* Aim of the exercise
List each line below that contains the word "task", copied in full.

* Entries supplied
•••
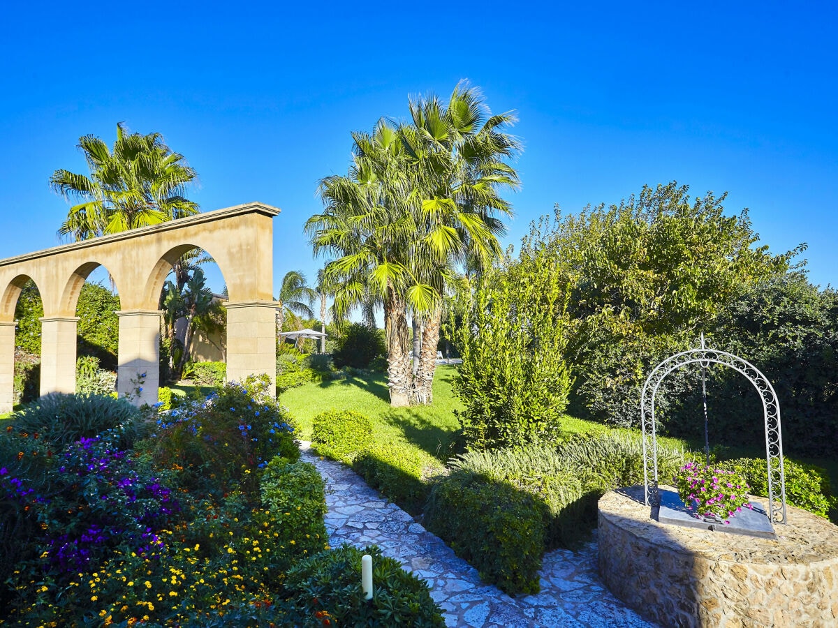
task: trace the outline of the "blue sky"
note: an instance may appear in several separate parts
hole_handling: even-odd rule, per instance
•••
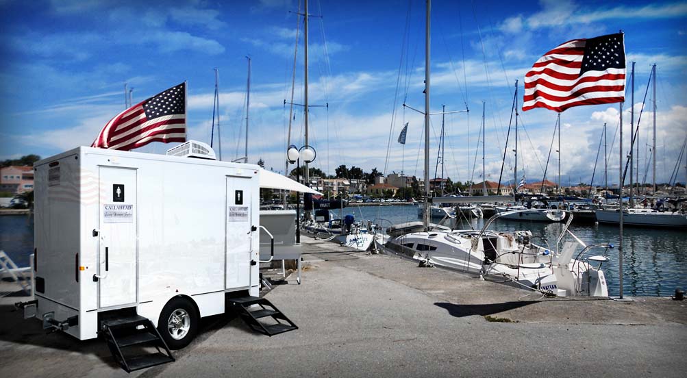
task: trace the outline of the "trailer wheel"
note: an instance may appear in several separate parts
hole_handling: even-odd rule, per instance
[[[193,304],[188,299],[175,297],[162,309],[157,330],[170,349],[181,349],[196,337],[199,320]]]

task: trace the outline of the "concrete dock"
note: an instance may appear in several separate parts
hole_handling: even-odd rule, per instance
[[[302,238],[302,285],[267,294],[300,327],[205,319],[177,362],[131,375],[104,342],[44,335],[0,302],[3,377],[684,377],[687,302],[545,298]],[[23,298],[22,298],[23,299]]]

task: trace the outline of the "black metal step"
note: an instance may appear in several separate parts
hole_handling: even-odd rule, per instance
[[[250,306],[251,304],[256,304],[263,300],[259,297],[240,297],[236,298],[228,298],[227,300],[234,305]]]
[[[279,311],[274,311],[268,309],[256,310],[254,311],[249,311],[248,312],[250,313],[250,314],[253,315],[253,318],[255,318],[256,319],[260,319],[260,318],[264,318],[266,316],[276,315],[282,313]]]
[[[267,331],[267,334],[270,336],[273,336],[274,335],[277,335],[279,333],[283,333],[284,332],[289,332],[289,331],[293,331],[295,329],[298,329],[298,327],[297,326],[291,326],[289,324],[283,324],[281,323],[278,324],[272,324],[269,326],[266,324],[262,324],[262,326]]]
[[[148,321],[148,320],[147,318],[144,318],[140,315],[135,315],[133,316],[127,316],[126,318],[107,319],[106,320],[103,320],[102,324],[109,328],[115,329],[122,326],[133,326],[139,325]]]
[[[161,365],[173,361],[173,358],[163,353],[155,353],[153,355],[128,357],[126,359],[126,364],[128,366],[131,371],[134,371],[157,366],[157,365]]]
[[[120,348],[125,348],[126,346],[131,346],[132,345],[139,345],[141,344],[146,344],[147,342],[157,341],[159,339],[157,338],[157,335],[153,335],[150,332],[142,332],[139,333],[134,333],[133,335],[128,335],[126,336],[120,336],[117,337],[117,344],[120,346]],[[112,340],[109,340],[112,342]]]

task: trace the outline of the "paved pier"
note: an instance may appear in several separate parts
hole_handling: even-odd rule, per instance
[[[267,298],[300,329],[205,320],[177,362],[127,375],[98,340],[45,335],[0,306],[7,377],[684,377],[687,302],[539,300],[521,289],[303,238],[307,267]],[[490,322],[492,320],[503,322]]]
•••
* Answer to the exercise
task: trace the outline of the "blue sky"
task: trace the outline of the "trailer wheel"
task: trace the outline of the "concrete dock"
task: trace the outline of the "black metal step"
task: trace the outline of the "paved pier"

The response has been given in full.